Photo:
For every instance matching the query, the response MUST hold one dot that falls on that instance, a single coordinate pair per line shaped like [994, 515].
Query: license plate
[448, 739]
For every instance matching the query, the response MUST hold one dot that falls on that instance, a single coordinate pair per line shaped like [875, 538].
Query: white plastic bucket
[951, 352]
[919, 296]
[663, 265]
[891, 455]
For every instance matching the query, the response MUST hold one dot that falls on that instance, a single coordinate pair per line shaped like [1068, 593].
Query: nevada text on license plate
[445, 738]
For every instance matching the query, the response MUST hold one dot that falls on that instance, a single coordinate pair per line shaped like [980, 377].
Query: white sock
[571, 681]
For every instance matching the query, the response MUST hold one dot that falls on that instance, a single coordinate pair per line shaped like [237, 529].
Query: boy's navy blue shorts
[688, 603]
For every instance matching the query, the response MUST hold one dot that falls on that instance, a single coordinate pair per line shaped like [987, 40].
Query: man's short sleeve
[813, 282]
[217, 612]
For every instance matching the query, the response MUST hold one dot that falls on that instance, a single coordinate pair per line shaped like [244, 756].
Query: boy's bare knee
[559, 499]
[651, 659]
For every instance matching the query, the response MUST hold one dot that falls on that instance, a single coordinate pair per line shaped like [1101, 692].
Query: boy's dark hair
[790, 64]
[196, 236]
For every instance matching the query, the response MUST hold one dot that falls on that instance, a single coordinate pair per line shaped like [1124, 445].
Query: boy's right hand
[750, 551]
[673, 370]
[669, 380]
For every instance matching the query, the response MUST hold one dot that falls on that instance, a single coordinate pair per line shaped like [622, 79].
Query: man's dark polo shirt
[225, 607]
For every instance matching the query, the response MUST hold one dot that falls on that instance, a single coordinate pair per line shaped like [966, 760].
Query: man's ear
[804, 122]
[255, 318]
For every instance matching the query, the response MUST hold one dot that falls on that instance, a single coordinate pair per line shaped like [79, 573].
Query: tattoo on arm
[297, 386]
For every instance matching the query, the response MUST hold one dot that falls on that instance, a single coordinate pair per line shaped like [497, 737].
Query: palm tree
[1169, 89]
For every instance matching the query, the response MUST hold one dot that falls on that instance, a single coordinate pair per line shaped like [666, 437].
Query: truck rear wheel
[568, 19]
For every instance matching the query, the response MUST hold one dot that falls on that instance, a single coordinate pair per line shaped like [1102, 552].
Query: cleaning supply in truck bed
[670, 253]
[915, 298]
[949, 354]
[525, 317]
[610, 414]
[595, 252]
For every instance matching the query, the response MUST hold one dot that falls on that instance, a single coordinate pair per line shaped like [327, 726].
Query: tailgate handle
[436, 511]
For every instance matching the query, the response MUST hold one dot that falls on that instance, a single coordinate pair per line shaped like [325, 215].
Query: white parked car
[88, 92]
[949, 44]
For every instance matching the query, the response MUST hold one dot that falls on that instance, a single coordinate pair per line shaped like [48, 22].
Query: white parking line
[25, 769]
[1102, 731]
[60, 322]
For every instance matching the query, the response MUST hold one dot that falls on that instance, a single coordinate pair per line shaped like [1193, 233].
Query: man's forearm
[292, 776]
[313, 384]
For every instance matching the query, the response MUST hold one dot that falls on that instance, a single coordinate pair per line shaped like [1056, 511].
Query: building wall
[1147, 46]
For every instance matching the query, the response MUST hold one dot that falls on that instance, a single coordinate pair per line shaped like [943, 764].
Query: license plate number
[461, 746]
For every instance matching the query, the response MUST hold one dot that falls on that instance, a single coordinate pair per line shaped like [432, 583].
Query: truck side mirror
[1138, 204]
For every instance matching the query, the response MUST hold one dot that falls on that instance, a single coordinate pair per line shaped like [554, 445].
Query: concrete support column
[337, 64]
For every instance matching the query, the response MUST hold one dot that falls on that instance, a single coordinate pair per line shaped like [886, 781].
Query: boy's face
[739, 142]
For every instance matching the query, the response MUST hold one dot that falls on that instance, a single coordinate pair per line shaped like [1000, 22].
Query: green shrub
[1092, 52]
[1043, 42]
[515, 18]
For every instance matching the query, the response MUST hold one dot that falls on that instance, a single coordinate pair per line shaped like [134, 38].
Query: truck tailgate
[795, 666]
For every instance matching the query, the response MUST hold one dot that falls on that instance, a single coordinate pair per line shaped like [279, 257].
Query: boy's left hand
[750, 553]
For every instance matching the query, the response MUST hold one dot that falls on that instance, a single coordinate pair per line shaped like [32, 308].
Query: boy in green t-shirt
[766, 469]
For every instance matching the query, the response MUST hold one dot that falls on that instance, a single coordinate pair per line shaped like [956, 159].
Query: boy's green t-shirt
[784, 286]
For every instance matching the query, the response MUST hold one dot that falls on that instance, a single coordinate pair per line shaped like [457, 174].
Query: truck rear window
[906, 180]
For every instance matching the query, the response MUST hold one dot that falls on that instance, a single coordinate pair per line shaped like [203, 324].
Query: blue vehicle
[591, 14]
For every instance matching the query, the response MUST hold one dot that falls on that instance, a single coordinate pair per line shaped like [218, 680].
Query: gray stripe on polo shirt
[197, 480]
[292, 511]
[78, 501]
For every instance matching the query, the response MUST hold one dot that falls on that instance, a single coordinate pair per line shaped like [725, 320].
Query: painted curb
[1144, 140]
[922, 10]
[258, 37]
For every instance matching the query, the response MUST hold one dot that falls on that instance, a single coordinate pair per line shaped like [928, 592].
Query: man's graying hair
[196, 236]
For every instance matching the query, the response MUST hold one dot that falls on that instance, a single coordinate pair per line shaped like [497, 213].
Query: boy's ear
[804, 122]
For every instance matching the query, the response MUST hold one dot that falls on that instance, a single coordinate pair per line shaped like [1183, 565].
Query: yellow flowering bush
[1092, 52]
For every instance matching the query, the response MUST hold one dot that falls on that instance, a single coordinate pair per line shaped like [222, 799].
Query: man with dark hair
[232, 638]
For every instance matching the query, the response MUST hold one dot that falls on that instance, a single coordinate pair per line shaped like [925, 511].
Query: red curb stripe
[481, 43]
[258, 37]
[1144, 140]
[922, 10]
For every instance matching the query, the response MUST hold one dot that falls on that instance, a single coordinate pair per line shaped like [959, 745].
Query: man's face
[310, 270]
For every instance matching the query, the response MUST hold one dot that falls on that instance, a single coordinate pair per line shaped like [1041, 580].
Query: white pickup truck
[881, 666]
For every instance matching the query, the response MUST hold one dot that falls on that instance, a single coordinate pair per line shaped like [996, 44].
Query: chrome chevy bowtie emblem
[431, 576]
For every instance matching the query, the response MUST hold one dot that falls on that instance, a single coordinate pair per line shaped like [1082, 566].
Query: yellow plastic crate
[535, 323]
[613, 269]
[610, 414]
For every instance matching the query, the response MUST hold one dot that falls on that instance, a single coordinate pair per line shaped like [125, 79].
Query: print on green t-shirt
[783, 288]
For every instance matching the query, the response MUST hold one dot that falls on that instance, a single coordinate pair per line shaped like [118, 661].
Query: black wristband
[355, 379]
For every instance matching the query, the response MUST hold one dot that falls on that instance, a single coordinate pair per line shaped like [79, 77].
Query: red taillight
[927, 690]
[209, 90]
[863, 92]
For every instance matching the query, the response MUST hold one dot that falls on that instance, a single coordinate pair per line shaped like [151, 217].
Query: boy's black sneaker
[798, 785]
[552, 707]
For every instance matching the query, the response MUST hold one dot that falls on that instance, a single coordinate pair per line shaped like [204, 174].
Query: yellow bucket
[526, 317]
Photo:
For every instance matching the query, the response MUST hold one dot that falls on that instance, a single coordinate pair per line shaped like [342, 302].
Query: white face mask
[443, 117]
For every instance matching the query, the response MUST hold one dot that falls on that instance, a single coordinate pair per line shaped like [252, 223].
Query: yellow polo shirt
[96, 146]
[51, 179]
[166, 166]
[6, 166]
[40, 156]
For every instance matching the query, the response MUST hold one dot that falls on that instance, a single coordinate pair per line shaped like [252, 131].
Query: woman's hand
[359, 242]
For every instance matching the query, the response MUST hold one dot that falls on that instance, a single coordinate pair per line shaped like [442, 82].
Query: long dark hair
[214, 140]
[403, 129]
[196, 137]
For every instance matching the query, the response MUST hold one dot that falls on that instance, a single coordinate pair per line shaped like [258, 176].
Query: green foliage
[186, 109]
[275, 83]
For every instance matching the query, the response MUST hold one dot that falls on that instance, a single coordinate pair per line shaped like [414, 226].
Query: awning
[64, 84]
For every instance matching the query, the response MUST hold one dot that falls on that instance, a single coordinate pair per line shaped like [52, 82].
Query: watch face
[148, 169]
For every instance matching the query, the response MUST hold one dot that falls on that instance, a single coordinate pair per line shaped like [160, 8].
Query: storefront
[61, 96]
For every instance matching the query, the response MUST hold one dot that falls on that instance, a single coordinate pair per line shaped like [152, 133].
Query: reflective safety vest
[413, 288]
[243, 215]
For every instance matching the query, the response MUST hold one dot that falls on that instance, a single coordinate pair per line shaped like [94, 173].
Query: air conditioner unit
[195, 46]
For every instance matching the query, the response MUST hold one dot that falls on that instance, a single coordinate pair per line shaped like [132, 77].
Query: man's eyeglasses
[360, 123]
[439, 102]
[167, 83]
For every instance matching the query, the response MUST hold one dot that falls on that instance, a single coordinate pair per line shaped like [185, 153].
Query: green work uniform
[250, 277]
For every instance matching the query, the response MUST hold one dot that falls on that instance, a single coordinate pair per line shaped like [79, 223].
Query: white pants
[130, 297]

· · · · · · ·

Required work -
The lines to reproduce run from the one that contains "like [152, 133]." through the last line above; copy them exactly.

Output for this task -
For every instance matching the query, the response MUST hold one dot that falls on that instance, a single coordinate pair per line shaped like [152, 133].
Query: reflective safety vest
[413, 288]
[243, 215]
For every instance matching the query, the response MUST hold one dot that falls on that instance, a single coordinate pair per line shaped like [94, 173].
Query: air conditioner unit
[195, 46]
For every instance matching the query, the response MUST hold one dot that falls on that instance, a single coordinate pair per line shaped like [132, 77].
Query: man's eyeglasses
[360, 123]
[439, 102]
[167, 83]
For every instance matching the query, the response MUST hold one dot that falls on that instance, a single coordinate pair per line shaped like [185, 153].
Query: green work uniform
[250, 277]
For every instance matching the query, the response MUST hold one dot that falls on that instance, a single coordinate pair per line shaped like [79, 223].
Query: white pants
[130, 297]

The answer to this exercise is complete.